Take the entries that follow and return exactly the lines from the one holding "Do you see the wooden subfloor" through the one holding "Do you see the glass", both included. Nothing else is needed.

========================================

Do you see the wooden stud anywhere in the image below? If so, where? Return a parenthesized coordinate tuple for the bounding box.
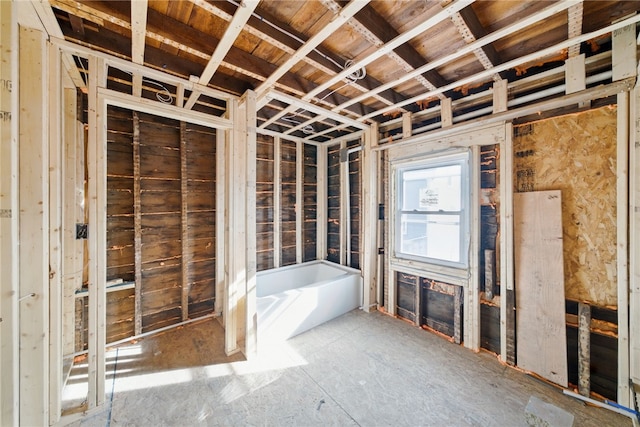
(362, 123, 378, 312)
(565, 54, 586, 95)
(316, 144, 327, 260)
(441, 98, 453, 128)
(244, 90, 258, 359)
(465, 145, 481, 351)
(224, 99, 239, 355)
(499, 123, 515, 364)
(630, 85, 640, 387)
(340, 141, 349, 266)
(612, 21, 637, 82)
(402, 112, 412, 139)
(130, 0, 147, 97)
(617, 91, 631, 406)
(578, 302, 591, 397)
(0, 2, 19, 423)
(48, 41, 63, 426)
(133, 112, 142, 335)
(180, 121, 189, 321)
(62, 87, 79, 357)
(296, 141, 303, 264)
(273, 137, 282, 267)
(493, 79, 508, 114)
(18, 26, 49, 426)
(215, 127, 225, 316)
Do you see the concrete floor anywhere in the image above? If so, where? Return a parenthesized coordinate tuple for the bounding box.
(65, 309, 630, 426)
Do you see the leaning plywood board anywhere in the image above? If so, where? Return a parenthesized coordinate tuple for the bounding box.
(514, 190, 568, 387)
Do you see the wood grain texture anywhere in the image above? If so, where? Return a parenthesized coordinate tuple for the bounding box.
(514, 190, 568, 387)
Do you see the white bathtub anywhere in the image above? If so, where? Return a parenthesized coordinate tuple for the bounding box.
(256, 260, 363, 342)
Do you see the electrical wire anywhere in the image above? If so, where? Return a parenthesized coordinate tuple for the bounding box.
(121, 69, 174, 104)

========================================

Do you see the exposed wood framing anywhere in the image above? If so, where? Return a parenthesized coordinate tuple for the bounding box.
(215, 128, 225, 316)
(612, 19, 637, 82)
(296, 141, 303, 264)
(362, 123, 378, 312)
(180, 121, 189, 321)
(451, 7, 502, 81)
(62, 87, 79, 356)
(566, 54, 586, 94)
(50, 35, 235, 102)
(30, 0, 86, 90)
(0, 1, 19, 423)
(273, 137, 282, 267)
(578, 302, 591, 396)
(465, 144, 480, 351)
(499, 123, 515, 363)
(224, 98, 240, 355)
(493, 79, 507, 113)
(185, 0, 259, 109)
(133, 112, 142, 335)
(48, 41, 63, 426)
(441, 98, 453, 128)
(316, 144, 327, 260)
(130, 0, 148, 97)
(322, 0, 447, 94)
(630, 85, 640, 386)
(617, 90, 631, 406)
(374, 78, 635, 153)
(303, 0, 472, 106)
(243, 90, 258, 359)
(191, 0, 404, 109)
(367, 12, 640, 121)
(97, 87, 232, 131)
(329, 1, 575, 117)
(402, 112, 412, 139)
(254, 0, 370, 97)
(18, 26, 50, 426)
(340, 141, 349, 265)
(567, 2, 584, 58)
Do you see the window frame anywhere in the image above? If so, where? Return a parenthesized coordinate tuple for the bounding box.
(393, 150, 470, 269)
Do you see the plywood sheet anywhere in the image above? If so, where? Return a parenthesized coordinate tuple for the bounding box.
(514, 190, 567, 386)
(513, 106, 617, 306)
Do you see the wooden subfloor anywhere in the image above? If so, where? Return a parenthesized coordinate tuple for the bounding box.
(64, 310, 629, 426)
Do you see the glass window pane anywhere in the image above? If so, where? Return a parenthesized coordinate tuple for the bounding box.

========================================

Result below:
Do you see the wooden subfloor anywhere in the image above? If so, where? Return a parenthesized coordinate tuple for the bounding box.
(64, 310, 629, 426)
Do you see the glass window pane anywhere in the image above? If so, where? Return a parenthesized coordinate tuple for the bounding box.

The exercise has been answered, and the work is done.